■ TO DO
Set down every entry word for word. Omit the pictures.

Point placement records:
○ ○ ○ ○ ○ ○ ○

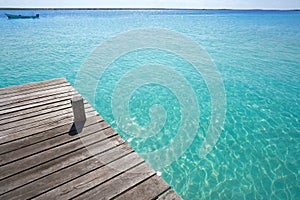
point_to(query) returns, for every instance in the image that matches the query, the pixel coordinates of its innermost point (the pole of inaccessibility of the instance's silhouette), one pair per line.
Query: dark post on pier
(42, 155)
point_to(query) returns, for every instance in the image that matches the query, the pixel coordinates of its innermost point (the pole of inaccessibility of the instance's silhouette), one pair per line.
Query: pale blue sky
(209, 4)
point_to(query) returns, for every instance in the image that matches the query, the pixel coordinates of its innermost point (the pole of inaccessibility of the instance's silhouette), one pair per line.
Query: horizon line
(115, 8)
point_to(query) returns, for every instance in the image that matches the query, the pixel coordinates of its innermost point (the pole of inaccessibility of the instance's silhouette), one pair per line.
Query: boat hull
(9, 16)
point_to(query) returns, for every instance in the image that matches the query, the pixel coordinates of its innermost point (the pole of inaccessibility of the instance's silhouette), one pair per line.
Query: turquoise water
(257, 54)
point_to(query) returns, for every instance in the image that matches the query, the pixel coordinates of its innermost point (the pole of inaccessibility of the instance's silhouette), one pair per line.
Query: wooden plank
(37, 159)
(119, 184)
(20, 88)
(48, 109)
(96, 177)
(47, 101)
(65, 175)
(62, 138)
(149, 189)
(39, 107)
(27, 97)
(44, 135)
(47, 125)
(23, 119)
(41, 96)
(61, 162)
(36, 102)
(20, 95)
(19, 114)
(9, 128)
(170, 195)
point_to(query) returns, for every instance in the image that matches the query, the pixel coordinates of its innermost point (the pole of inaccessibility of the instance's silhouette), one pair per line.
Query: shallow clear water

○ ○ ○ ○ ○ ○ ○

■ EXERCISE RESPONSE
point_to(query) returns, for every instance in the image that matches the query, the pixel coordinates of its innermost point (the pole of inaccessibility of the instance's silhouette), one pair per line.
Query: dark post on pier
(42, 155)
point_to(query) returns, for every instance in the image that matches the query, the pixel coordinates of its innermost point (the pole of inaccessibility of the instance's silhouette), one pair per line.
Query: pale blue sky
(209, 4)
point_to(query) returns, for every instance in the image that matches the query, the pixel coordinates of its innermost point (the pole of inaccessibility of the instance's silhouette), one pair per line.
Query: horizon line
(115, 8)
point_to(query) returns, for every instance in the image that matches the query, the pixel coordinates of its innermost point (the pole of inaccessibility of the instance's silhouette), one pair per line.
Query: boat hull
(9, 16)
point_to(query) returns, for every instance in the image that matches the query, the pixel coordinates of its innermost point (the pole of inaccessibility of the instance's silhouette), one pair per line.
Query: turquoise water
(257, 54)
point_to(query) returns, for every instance in the image that matches the query, the pixel coordinates of its innermost point (the pole of inaccessibility of the instance's silhouette), one pair per line.
Query: wooden plank
(37, 159)
(119, 184)
(20, 88)
(48, 109)
(96, 177)
(47, 101)
(65, 175)
(62, 138)
(149, 189)
(39, 107)
(27, 97)
(44, 135)
(47, 125)
(23, 119)
(41, 96)
(61, 162)
(36, 102)
(20, 95)
(19, 114)
(9, 128)
(170, 195)
point_to(query) returns, for every instance in the image that matches the query, the pixel coordinates of its innermost point (the pole of inaccessibility of the instance's silhouette), one pair per line.
Query: shallow clear water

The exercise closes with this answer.